--- O exercício ---
Apresente como lista numerada tudo o que vai do começo das linhas abaixo até a linha que contém "[1026, 356]", ambas incluídas e sem as linhas em branco. Deixe as imagens fora da resposta.

[Registros de pontos rotulados]
===============
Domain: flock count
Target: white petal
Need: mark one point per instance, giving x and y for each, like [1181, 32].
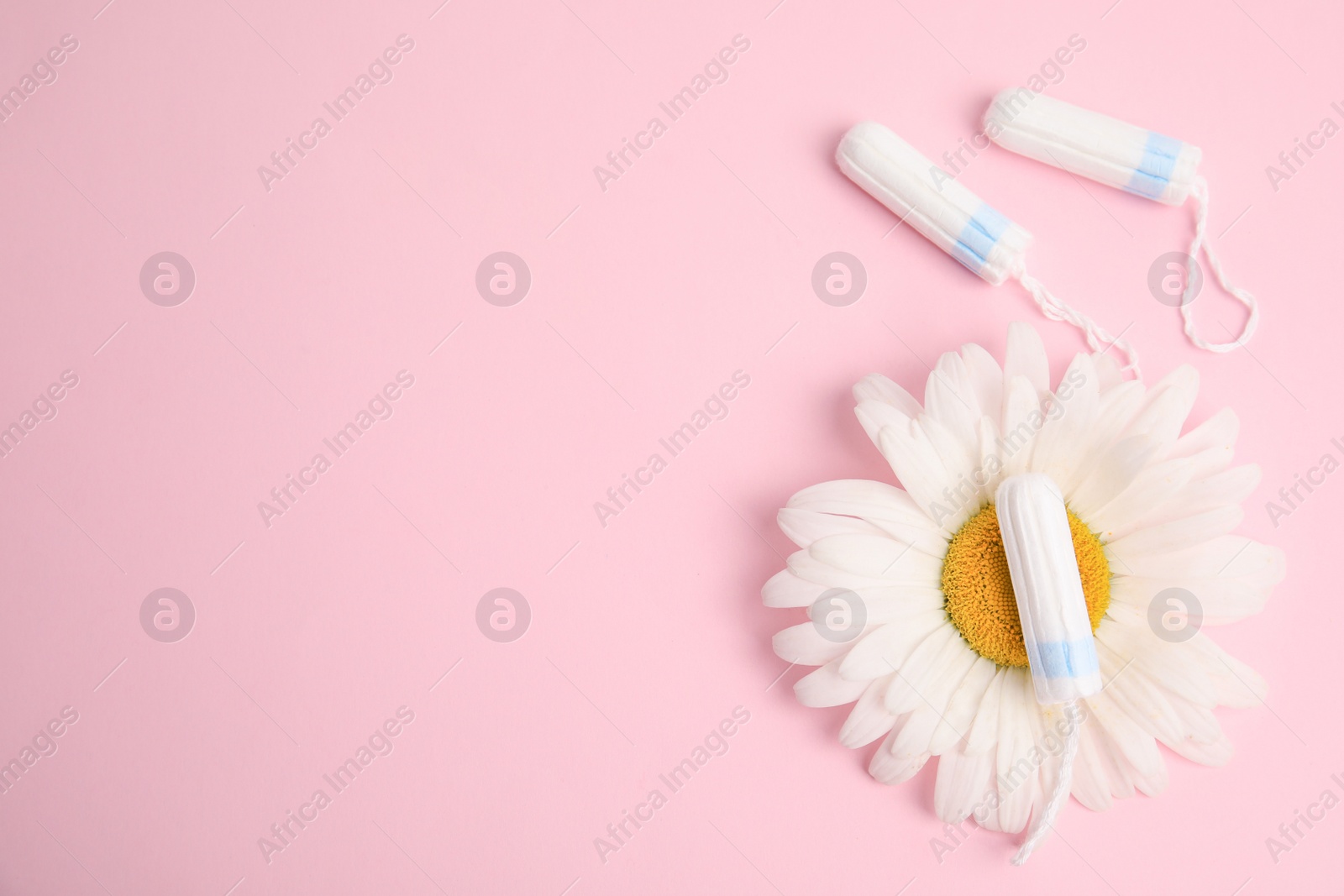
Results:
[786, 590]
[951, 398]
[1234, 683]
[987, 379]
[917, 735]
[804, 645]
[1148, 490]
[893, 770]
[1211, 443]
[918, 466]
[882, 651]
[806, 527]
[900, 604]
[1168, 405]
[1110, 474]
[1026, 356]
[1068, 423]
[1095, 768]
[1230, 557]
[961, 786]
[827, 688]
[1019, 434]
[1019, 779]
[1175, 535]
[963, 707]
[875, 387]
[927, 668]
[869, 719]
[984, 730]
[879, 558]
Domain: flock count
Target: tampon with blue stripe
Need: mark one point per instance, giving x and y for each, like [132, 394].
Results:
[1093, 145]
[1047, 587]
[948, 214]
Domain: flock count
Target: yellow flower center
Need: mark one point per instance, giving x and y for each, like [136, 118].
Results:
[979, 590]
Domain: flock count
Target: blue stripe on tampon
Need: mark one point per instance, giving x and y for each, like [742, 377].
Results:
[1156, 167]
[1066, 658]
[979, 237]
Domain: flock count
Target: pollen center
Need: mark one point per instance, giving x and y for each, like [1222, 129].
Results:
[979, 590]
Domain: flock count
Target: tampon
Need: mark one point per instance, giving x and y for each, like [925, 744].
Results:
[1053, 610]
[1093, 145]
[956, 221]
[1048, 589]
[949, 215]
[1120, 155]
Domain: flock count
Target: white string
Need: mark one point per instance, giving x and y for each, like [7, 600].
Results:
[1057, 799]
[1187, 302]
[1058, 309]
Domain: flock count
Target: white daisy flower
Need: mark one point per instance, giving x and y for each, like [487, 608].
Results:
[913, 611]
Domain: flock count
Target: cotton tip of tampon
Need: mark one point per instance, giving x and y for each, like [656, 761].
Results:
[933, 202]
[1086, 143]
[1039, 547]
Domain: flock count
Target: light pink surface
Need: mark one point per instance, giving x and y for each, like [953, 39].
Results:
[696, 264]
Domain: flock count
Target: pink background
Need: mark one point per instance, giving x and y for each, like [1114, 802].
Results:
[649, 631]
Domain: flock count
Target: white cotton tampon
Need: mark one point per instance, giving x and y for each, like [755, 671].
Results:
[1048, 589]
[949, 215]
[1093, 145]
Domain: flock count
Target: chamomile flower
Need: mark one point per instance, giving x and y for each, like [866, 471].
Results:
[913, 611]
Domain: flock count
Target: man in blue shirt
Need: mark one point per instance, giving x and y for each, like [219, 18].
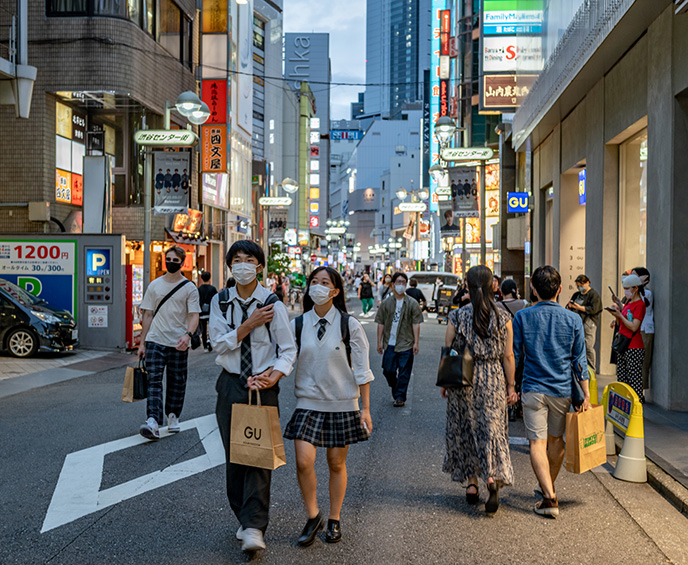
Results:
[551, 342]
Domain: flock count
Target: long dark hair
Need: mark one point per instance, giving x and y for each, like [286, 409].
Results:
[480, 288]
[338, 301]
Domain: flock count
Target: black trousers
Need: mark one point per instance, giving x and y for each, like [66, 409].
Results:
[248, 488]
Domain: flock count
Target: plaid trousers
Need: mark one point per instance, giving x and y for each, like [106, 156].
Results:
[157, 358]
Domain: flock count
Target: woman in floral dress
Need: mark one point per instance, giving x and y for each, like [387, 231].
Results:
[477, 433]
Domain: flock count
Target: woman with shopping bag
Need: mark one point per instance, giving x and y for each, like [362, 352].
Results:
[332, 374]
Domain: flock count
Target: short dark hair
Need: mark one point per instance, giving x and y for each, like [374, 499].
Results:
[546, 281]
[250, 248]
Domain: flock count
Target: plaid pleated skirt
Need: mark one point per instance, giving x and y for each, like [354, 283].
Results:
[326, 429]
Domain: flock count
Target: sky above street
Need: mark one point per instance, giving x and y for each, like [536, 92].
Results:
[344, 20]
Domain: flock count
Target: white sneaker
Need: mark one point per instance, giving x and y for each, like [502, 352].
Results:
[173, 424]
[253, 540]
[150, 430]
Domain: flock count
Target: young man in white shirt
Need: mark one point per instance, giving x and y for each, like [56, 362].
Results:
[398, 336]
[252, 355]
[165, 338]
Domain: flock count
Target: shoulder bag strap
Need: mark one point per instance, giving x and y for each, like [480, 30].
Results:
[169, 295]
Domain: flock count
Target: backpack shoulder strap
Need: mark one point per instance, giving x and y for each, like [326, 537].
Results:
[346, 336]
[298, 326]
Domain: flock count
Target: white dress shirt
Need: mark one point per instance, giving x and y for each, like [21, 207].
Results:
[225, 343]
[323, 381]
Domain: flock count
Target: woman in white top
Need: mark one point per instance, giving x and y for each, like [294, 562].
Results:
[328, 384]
===============
--- Resultado do exercício ---
1. Domain: flock count
2. Target: white petal
3. Need: mark one point per instance, giving x and y for each, like [1181, 32].
4. Results:
5. [786, 590]
6. [951, 398]
7. [1234, 683]
8. [987, 379]
9. [917, 735]
10. [804, 645]
11. [1148, 490]
12. [893, 770]
13. [1211, 443]
14. [918, 466]
15. [882, 651]
16. [806, 527]
17. [900, 604]
18. [1168, 405]
19. [1110, 474]
20. [1026, 356]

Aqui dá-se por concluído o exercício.